# Given task
Rewrite the records from the line with "Element detection request for the orange skirt." up to and including the line with "xmin=0 ymin=240 xmax=292 ymax=320", changing "Element detection request" to "Object detection request" and keeping everything else the same. Leave the pictures out of your answer.

# Records provided
--- begin ---

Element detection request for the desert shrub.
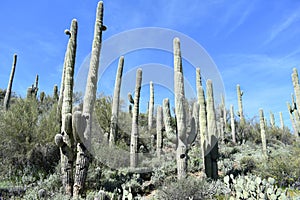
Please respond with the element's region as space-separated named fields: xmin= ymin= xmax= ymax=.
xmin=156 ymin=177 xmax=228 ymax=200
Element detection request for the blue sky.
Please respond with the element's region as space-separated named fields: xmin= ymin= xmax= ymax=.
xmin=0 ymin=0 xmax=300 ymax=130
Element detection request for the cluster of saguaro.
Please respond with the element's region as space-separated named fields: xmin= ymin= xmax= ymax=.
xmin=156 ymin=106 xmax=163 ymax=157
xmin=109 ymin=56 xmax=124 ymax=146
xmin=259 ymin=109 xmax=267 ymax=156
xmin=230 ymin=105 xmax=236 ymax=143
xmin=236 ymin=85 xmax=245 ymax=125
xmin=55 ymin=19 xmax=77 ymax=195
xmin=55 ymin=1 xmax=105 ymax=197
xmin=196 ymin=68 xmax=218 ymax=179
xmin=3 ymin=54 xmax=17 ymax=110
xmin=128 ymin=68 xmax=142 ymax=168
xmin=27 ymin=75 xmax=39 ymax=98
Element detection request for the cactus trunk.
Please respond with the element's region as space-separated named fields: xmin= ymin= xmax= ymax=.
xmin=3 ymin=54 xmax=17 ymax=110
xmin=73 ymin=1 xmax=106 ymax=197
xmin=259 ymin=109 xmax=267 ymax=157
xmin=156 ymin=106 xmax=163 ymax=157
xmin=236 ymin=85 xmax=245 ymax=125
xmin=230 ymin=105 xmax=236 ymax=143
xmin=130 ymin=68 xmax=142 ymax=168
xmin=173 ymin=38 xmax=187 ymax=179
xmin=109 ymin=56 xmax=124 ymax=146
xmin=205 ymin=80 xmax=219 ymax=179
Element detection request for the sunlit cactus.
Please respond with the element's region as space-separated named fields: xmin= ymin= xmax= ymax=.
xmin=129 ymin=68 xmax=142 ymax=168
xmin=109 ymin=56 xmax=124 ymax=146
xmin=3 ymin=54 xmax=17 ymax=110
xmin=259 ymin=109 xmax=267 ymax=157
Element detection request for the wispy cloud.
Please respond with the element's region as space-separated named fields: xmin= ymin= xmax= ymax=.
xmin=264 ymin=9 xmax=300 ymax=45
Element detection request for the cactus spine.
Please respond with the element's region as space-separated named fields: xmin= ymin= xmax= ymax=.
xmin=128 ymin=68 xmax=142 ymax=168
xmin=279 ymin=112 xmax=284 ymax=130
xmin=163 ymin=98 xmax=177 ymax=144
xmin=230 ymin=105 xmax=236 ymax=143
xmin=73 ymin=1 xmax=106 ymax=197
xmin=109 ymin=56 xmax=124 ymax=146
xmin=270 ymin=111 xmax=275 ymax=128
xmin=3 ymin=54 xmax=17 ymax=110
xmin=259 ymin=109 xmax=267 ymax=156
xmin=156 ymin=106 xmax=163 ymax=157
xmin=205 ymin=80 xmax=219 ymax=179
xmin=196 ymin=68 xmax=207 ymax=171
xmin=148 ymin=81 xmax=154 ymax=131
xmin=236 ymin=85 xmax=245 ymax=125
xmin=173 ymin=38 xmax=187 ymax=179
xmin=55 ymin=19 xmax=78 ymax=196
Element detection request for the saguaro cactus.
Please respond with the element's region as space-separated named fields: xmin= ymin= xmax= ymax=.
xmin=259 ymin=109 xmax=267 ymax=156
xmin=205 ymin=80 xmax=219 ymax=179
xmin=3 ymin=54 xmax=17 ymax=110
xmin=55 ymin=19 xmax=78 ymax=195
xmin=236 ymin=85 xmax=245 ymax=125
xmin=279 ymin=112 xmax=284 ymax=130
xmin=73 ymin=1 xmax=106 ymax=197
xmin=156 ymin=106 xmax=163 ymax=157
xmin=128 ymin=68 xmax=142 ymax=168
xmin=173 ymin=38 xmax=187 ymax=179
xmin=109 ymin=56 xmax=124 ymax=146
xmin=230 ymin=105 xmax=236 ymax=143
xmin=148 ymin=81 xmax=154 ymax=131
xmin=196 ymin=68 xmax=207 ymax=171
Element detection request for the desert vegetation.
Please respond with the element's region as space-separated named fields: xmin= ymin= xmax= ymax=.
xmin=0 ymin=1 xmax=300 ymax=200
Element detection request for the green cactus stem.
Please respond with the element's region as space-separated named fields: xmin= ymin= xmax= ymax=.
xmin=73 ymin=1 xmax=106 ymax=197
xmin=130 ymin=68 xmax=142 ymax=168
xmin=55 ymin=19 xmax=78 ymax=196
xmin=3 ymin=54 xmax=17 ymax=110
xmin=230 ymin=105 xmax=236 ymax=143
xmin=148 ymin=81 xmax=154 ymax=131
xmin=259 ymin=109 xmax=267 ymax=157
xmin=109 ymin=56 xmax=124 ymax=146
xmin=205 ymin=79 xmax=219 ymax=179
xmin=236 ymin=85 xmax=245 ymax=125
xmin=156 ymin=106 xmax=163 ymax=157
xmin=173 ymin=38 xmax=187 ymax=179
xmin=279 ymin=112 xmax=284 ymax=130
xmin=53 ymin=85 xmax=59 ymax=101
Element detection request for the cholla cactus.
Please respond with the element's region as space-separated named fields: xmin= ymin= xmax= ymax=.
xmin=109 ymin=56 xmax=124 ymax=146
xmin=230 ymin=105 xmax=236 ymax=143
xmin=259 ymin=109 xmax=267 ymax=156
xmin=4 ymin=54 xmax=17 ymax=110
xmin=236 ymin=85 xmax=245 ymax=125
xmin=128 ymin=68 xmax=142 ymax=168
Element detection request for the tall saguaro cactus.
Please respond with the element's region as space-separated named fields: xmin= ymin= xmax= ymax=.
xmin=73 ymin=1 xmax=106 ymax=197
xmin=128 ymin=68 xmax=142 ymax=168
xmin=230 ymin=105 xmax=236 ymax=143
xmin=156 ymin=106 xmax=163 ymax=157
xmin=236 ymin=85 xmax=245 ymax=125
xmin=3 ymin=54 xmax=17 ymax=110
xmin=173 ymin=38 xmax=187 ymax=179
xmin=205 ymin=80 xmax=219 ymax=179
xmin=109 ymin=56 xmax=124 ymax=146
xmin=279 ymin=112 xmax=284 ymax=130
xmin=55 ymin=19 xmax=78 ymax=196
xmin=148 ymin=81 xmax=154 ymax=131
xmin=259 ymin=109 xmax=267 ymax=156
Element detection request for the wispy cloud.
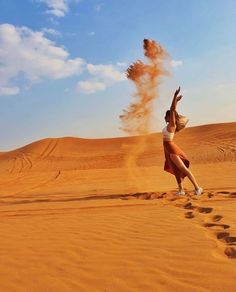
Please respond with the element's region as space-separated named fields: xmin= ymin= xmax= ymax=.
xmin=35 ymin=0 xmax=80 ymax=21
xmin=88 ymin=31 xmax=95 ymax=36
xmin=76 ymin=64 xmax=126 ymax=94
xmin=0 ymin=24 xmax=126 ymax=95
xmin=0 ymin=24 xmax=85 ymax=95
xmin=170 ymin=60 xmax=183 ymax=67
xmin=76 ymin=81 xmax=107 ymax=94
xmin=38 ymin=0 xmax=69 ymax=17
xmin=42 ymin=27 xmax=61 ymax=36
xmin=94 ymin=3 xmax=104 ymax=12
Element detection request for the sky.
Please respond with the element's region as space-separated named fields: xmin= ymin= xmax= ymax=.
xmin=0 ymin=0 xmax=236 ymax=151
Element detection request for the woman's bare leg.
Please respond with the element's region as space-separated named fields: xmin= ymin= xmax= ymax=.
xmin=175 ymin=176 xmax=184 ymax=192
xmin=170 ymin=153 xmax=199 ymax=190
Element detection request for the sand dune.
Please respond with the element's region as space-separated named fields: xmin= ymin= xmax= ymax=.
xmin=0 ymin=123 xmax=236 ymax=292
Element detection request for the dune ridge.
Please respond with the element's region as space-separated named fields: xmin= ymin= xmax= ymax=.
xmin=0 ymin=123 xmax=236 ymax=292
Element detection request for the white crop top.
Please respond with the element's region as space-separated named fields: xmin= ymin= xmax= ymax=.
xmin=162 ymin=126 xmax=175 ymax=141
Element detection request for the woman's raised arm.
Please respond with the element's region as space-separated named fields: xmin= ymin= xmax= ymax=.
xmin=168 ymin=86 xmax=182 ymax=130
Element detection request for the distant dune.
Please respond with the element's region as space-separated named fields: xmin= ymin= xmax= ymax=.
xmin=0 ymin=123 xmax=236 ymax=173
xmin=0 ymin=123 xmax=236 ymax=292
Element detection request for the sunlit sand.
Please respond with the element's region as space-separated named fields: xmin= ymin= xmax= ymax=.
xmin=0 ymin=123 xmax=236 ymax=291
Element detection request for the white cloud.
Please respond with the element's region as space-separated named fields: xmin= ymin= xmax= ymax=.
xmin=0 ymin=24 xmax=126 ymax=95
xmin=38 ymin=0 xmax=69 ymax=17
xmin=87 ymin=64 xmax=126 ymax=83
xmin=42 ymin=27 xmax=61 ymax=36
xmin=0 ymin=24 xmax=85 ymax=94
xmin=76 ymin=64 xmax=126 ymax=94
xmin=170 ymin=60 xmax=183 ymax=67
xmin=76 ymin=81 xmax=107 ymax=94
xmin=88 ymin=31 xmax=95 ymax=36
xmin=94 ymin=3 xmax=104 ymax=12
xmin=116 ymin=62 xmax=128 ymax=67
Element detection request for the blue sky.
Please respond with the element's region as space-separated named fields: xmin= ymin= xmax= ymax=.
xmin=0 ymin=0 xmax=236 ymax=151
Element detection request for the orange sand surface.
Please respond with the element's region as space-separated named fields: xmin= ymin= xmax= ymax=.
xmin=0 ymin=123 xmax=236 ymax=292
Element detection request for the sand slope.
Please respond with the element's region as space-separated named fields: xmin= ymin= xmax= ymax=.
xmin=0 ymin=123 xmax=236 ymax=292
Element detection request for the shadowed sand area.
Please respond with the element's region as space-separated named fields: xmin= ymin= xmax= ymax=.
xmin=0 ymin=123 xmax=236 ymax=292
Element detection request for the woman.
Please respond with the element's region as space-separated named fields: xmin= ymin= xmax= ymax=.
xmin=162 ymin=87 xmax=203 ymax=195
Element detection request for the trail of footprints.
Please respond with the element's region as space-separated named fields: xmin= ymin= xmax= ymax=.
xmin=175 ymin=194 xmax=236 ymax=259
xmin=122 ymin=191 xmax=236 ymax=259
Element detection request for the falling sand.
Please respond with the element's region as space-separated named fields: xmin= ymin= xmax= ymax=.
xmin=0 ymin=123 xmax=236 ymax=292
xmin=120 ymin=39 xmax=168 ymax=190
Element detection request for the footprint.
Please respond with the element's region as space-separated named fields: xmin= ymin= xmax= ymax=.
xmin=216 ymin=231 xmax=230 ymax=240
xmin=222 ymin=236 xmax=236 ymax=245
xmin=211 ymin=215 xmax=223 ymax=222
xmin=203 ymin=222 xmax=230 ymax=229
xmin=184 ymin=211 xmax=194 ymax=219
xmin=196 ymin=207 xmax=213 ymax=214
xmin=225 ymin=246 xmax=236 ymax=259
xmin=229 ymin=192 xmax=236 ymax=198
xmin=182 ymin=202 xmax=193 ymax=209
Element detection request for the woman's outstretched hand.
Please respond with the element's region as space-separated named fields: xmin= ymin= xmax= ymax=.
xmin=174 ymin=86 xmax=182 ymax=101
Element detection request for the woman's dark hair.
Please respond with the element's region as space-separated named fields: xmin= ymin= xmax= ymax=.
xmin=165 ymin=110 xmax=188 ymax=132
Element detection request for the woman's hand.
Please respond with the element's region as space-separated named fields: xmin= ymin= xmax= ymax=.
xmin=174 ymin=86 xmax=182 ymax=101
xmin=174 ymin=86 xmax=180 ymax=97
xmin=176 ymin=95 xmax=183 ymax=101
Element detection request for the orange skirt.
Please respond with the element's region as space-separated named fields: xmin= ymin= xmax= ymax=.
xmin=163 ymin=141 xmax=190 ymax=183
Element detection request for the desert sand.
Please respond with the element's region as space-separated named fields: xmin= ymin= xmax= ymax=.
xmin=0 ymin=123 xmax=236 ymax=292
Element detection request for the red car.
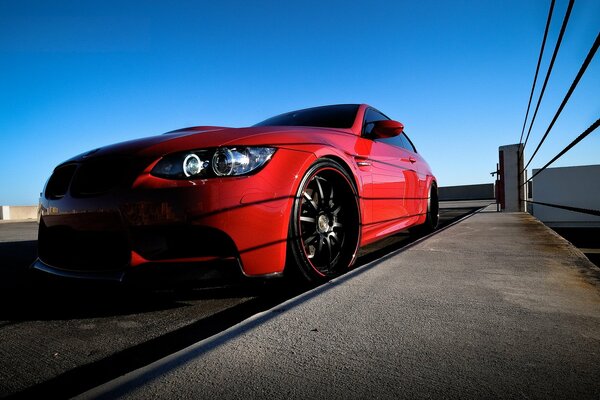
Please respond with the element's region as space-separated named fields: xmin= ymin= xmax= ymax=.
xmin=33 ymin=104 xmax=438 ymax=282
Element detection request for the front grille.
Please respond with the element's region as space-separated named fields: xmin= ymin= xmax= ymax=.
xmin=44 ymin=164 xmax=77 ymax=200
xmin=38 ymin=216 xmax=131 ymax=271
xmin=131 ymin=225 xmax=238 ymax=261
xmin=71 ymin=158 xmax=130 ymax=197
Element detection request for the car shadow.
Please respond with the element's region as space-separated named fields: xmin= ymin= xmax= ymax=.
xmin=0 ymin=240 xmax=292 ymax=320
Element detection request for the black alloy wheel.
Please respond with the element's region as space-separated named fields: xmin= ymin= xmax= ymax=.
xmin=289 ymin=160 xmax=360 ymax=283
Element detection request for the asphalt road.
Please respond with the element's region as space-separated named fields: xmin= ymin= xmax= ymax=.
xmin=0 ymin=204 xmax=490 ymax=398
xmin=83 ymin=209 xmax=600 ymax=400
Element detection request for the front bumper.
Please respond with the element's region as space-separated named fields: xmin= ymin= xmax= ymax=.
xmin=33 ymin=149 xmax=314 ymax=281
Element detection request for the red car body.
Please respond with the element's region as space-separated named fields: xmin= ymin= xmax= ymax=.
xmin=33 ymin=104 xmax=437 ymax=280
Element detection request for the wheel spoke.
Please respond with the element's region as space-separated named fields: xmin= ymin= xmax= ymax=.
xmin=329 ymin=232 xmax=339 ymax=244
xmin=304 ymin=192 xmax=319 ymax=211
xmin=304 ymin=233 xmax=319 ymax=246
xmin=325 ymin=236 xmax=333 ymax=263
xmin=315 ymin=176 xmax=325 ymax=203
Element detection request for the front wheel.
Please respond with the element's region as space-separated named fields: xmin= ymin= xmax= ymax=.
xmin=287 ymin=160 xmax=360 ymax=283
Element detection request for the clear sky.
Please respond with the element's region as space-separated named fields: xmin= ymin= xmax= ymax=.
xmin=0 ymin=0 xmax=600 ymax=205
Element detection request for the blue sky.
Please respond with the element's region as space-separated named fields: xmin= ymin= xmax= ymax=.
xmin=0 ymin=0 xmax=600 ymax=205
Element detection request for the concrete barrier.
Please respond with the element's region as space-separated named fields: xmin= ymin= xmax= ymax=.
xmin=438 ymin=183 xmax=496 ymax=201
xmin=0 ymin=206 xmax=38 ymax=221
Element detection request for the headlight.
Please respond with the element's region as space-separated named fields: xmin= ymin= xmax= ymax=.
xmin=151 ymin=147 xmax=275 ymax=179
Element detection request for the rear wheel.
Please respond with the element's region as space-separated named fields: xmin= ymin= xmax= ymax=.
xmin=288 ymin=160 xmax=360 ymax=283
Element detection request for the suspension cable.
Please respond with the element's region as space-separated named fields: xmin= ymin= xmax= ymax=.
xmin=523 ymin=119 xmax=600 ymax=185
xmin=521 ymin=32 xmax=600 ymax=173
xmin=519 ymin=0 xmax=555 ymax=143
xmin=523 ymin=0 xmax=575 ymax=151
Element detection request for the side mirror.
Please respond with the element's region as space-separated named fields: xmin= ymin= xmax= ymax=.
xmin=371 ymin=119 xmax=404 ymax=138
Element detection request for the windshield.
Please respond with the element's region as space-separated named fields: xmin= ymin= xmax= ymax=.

--- end ---

# Answer to this problem
Object detection request for the orange skirt.
Please respond with the element's region as space-separated named fields: xmin= ymin= xmax= ymax=.
xmin=163 ymin=141 xmax=190 ymax=183
Object detection request for the desert sand.
Please respond with the element's region as space-separated named fields: xmin= ymin= xmax= ymax=.
xmin=0 ymin=123 xmax=236 ymax=292
Object detection request for the red car.
Please respond with the element's region as space-separated named fields: xmin= ymin= xmax= ymax=.
xmin=33 ymin=104 xmax=438 ymax=282
Object detection request for the front grille.
Please respond with the element's region as space-separated named fields: xmin= ymin= xmax= ymax=.
xmin=44 ymin=164 xmax=77 ymax=200
xmin=38 ymin=216 xmax=131 ymax=271
xmin=131 ymin=225 xmax=238 ymax=261
xmin=71 ymin=158 xmax=130 ymax=197
Object detection request for the car shadow.
Please respond with the element's region as space-separated named fields: xmin= ymin= xmax= ymax=.
xmin=0 ymin=240 xmax=292 ymax=320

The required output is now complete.